→ Task input

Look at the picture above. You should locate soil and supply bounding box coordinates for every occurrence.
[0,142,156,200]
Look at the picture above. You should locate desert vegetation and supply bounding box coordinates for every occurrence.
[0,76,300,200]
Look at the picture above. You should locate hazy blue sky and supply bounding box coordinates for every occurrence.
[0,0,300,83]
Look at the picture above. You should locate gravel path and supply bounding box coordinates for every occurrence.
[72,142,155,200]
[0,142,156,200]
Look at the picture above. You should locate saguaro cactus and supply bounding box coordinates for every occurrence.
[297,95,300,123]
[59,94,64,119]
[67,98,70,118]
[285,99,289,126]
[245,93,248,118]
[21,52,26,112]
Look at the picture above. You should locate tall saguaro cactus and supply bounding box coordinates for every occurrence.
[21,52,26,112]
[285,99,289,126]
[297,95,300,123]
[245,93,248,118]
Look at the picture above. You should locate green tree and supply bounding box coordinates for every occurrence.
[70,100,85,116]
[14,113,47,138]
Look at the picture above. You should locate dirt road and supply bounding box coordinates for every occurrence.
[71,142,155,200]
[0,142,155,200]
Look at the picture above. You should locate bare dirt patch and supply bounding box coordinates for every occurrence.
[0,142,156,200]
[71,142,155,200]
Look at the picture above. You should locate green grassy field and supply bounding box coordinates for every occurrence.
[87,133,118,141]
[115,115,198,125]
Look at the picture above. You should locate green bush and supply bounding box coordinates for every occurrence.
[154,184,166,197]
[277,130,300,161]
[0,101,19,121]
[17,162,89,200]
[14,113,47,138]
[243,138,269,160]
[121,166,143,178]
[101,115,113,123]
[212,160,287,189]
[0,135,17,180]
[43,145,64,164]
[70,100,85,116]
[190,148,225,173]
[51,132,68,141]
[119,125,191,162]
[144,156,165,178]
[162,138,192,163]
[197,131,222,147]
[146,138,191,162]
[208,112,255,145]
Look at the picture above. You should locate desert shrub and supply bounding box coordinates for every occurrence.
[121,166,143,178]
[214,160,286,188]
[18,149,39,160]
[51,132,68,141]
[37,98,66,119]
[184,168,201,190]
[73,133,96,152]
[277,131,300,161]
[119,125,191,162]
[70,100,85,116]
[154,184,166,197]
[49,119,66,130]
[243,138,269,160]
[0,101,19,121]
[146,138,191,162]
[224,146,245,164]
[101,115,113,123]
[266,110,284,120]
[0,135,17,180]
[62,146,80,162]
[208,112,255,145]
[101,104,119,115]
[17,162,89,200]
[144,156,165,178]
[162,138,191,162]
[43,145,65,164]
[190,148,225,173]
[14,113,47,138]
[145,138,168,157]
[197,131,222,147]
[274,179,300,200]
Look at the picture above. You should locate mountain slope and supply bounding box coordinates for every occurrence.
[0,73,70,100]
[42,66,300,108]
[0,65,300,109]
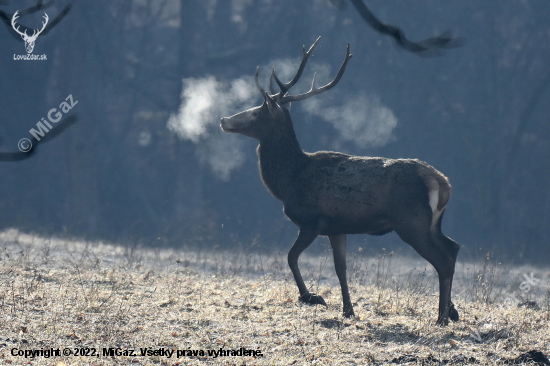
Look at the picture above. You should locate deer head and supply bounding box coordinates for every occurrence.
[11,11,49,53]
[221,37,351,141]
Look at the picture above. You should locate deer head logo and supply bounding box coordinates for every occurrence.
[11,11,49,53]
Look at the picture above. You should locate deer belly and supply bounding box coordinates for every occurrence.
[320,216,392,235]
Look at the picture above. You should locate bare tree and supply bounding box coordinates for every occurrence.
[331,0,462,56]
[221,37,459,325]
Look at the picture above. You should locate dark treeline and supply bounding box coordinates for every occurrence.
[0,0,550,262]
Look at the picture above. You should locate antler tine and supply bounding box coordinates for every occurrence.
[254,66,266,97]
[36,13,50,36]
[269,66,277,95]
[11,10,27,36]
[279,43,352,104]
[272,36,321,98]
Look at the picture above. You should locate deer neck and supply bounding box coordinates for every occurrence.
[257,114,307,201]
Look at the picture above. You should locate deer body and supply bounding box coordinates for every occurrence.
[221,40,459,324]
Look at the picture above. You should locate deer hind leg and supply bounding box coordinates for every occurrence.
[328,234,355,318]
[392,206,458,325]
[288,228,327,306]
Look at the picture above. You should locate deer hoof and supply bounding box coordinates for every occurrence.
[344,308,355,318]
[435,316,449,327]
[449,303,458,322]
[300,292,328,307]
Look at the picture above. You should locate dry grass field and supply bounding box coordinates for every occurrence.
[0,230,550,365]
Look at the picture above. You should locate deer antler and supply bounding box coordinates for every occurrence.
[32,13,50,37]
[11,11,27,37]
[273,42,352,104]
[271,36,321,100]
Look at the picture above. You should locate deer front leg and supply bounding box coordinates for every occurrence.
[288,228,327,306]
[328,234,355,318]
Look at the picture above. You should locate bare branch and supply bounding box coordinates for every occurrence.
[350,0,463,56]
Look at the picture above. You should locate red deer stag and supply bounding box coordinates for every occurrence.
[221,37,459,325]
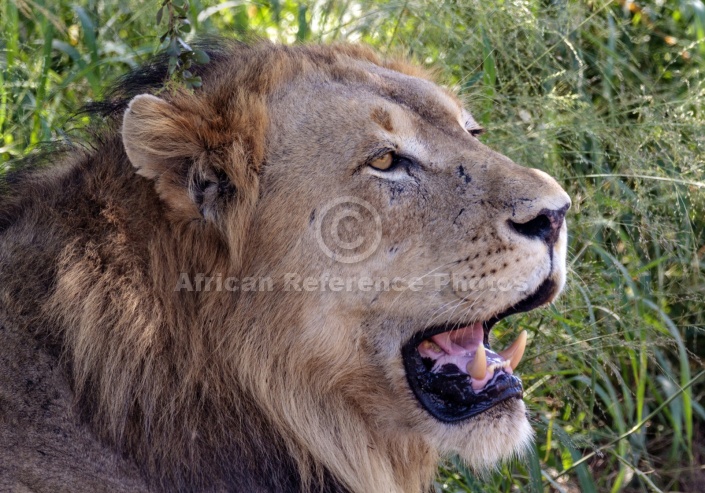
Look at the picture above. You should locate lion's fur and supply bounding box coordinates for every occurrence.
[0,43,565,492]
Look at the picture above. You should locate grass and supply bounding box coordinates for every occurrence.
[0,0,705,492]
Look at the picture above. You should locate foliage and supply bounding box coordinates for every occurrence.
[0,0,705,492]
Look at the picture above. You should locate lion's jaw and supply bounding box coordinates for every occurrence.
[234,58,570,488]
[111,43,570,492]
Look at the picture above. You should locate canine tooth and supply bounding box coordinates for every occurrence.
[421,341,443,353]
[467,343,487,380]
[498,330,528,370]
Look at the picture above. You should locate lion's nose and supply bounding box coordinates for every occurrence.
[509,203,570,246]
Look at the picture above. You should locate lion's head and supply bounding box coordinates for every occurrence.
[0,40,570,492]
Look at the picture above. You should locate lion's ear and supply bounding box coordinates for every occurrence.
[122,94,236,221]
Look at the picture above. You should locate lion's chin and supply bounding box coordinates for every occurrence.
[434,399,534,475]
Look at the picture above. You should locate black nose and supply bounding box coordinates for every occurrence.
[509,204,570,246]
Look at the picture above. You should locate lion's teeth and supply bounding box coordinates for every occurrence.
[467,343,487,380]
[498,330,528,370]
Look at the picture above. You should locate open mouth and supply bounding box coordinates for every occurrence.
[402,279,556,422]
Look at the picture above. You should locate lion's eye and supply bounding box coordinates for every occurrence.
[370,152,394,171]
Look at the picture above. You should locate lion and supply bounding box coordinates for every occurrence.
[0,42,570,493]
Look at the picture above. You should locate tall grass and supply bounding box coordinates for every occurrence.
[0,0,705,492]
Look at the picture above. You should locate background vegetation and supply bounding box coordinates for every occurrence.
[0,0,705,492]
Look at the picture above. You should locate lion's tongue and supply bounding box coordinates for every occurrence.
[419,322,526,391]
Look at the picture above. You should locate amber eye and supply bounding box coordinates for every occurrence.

→ Aim
Output every line of the records above as a JSON list of strings, one string per line and no entries for blank lines. Leave out the pictures themselves.

→ Worked solution
[
  "Look at the picture above. You should locate soil and supply bounding box coordinates for every occurrence.",
  "[0,142,156,200]",
  "Look at the picture above. You should locate desert vegetation and supply bounding box coordinates for every occurrence.",
  "[0,76,300,200]",
  "Look at the picture above. You should locate hazy blue sky and supply bounding box coordinates for every occurrence.",
  "[0,0,300,83]",
  "Look at the picture above. You should locate gravel path and supply bounding box coordinates for every occurrence.",
  "[72,142,155,200]",
  "[0,142,156,200]",
  "Look at the picture above. You should locate saguaro cactus and supply bounding box coordinates for every occurrence.",
  "[297,95,300,123]",
  "[59,94,64,119]",
  "[67,98,70,118]",
  "[285,99,289,126]",
  "[245,93,248,118]",
  "[21,52,26,112]",
  "Look at the picture above. You should locate tall saguaro cactus and supply bounding box coordinates for every occurrence.",
  "[21,52,26,112]",
  "[285,99,289,126]",
  "[297,95,300,123]",
  "[245,93,248,118]",
  "Look at the picture above. You should locate green tree and supply bounding box coordinates for every occurrence.",
  "[70,100,85,116]",
  "[14,113,47,138]",
  "Look at the picture above. You should locate dirt road and supply bounding box coordinates for every occurrence.",
  "[71,142,155,200]",
  "[0,142,155,200]",
  "Look at the picture above. You should locate bare dirt patch and supply bounding box coordinates for every occurrence.",
  "[0,142,156,200]",
  "[71,142,155,200]",
  "Look at the picture above. You should locate green grassy field and supply bounding box coordinates for every occurrence.",
  "[87,133,118,141]",
  "[115,115,198,125]",
  "Look at the picture above. You should locate green bush and supply bounding box coordinates for every occurrence.",
  "[154,184,166,197]",
  "[277,130,300,161]",
  "[0,101,19,121]",
  "[17,162,89,200]",
  "[14,113,47,138]",
  "[243,138,269,160]",
  "[121,166,143,178]",
  "[101,115,113,123]",
  "[212,160,287,189]",
  "[0,135,17,180]",
  "[43,145,64,164]",
  "[70,100,85,116]",
  "[190,148,225,173]",
  "[51,132,68,141]",
  "[119,125,191,162]",
  "[144,156,165,178]",
  "[162,138,192,163]",
  "[197,131,222,147]",
  "[146,138,191,162]",
  "[208,112,255,145]",
  "Look at the picture above. You should locate desert shrub and supply bounding box coordinates for every occurrence.",
  "[121,166,143,178]",
  "[214,160,286,188]",
  "[18,149,39,160]",
  "[51,132,68,141]",
  "[37,98,66,119]",
  "[184,168,201,190]",
  "[73,133,96,152]",
  "[277,131,300,161]",
  "[119,125,191,162]",
  "[70,100,85,116]",
  "[154,184,166,197]",
  "[49,119,66,130]",
  "[243,138,269,160]",
  "[0,101,19,121]",
  "[146,138,191,162]",
  "[224,146,245,164]",
  "[101,115,113,123]",
  "[266,110,284,120]",
  "[0,135,17,180]",
  "[62,146,80,162]",
  "[208,112,255,145]",
  "[101,104,119,115]",
  "[17,162,89,200]",
  "[144,156,165,178]",
  "[162,138,191,162]",
  "[43,145,65,164]",
  "[190,148,225,173]",
  "[14,113,47,138]",
  "[145,138,168,157]",
  "[197,131,222,147]",
  "[274,179,300,200]",
  "Look at the picture above. You should locate mountain slope and supply bounding box coordinates for every occurrence.",
  "[0,73,70,100]",
  "[42,66,300,108]",
  "[0,65,300,109]",
  "Look at the picture above. You should locate deer head and supply bounding box coordinates for every occurrence.",
  "[11,11,49,53]",
  "[221,37,351,141]",
  "Look at the picture above. You should locate deer head logo and supply bounding box coordinates for every occurrence.",
  "[11,11,49,53]",
  "Look at the picture above. You should locate deer belly and supply bounding box coordinates for every occurrence.",
  "[320,216,392,235]",
  "Look at the picture above. You should locate bare tree and supply bounding box coordinates for every occurrence.",
  "[331,0,462,56]",
  "[221,37,459,325]",
  "Look at the picture above. You should locate dark treeline and supply bounding box coordinates for every occurrence.",
  "[0,0,550,262]",
  "Look at the picture above. You should locate antler tine and supply bounding box coordinates for every occurrence.",
  "[254,66,266,97]",
  "[36,13,50,36]",
  "[269,66,277,95]",
  "[11,10,27,36]",
  "[279,43,352,104]",
  "[272,36,321,98]",
  "Look at the picture above. You should locate deer neck and supply bounding box coordinates for every occurrence.",
  "[257,114,307,201]",
  "Look at the picture above. You should locate deer body and supply bounding box coordinates for every occurrence.",
  "[221,40,459,324]",
  "Look at the picture above. You should locate deer hind leg and supply bounding box coordinates for every occurrence.",
  "[328,234,355,318]",
  "[392,206,458,325]",
  "[288,228,327,306]",
  "Look at the picture above. You should locate deer hoof and supply bounding box coordinates for every occurrence.",
  "[344,308,355,318]",
  "[435,316,449,327]",
  "[449,303,458,322]",
  "[300,292,328,307]",
  "Look at the picture above. You should locate dry grass field and supply bounding box coordinates for every occurrence.",
  "[0,230,550,365]",
  "Look at the picture above. You should locate deer antler and supply bounding box coordinates for every occurrence.",
  "[32,13,50,37]",
  "[11,11,27,37]",
  "[273,42,352,104]",
  "[271,36,321,100]",
  "Look at the picture above. You should locate deer front leg and supply bounding box coordinates for every occurrence.",
  "[288,228,327,306]",
  "[328,234,355,318]",
  "Look at the picture above. You should locate bare branch and supply bounding box coordinates for every occurrence.",
  "[350,0,463,56]",
  "Look at the picture above. You should locate red deer stag and supply bounding box coordinates for every occurrence.",
  "[221,37,459,325]",
  "Look at the picture above. You should locate lion's fur and supply bounding box coordinates for every occurrence.",
  "[0,43,565,492]",
  "Look at the picture above. You should locate grass and supply bounding box coordinates for every occurrence.",
  "[0,0,705,492]",
  "Look at the picture above. You should locate foliage and supply bounding box coordinates for every occurrence.",
  "[0,0,705,492]",
  "Look at the picture above. You should locate lion's jaw and supply bounding box coordinates for every occurrence.",
  "[234,58,570,488]",
  "[111,43,570,492]",
  "Look at the picture above. You should locate canine tooth and supply bounding box coordinates for every occurrence.",
  "[421,341,443,353]",
  "[467,343,487,380]",
  "[498,330,528,370]",
  "Look at the picture above. You should locate lion's nose and supply bounding box coordinates for every occurrence.",
  "[509,203,570,246]",
  "Look at the picture above. You should locate lion's head and supply bounding box coordinates for every occurrence.",
  "[0,40,570,492]",
  "Look at the picture above. You should locate lion's ear and supply bounding box coordinates for every occurrence.",
  "[122,94,236,221]",
  "Look at the picture above. You should locate lion's chin and supply bounding box coordinates for every occurrence.",
  "[434,399,534,475]",
  "Look at the picture above. You should locate black nose and supply bounding box coordinates for every occurrence.",
  "[509,204,570,246]",
  "Look at the picture above. You should locate lion's teeth and supply bounding box coordinates for every occurrence.",
  "[467,343,487,380]",
  "[498,330,528,370]",
  "Look at the picture above. You should locate open mouth and supply bounding box coordinates for every occurrence.",
  "[402,279,556,422]",
  "Look at the picture above. You should locate lion's eye and supply bounding box coordinates for every occurrence.",
  "[370,152,394,171]",
  "Look at the picture above. You should locate lion and supply bounding box coordinates for every occurrence.",
  "[0,42,570,493]",
  "Look at the picture above. You should locate tall grass and supply bounding box coordinates for every occurrence.",
  "[0,0,705,492]",
  "Look at the picture above. You should locate background vegetation and supply bounding box coordinates for every occurrence.",
  "[0,0,705,492]",
  "Look at the picture above. You should locate lion's tongue and supply bounding box coordinates for every occurrence.",
  "[419,322,526,391]",
  "Look at the picture above. You should locate amber eye and supply bounding box coordinates for every occurrence."
]